All DETS file paths are validated against the provided `base_directory` to prevent path traversal attacks. Paths containing `..` segments or other unsafe patterns that would escape the base directory are rejected with an `InvalidPath` error.

## Process Ownership

ETS tables are owned by the process that calls `open()`, and shelf creates them as `protected`. The website documents this in detail at [Process Ownership](https://shelf.tylerbutler.com/advanced/limitations/#process-ownership) — including the read/write split, `Error(NotOwner)` semantics, and recommended supervision patterns.

In short: reads work from any process; writes and lifecycle calls (`insert`, `delete_*`, `update_counter`, `save`, `reload`, `sync`, `close`) must come from the owner.

If the owning process crashes, the ETS table is deleted and unsaved data is lost. The DETS file is preserved — the next `open()` call reloads it.
# # # #
▶ Work to complete:
(A) From the excerpt on shelf's ETS and DETS handling, reproduce the stretch from "## Process Ownership" through "recommended supervision patterns.".
(B) According to the excerpt on shelf's ETS and DETS handling, what happens to the DETS file when the process that owns the ETS table crashes?
The material plays no role in what you are asked to do here.

▶ Supplied information:
# # # #
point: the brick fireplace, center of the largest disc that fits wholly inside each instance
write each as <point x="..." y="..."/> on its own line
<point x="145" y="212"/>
# # # #
▶ Exercise results:
(A)
## Process Ownership

ETS tables are owned by the process that calls `open()`, and shelf creates them as `protected`. The website documents this in detail at [Process Ownership](https://shelf.tylerbutler.com/advanced/limitations/#process-ownership) — including the read/write split, `Error(NotOwner)` semantics, and recommended supervision patterns.

(B) The DETS file is preserved, and the next `open()` call reloads it.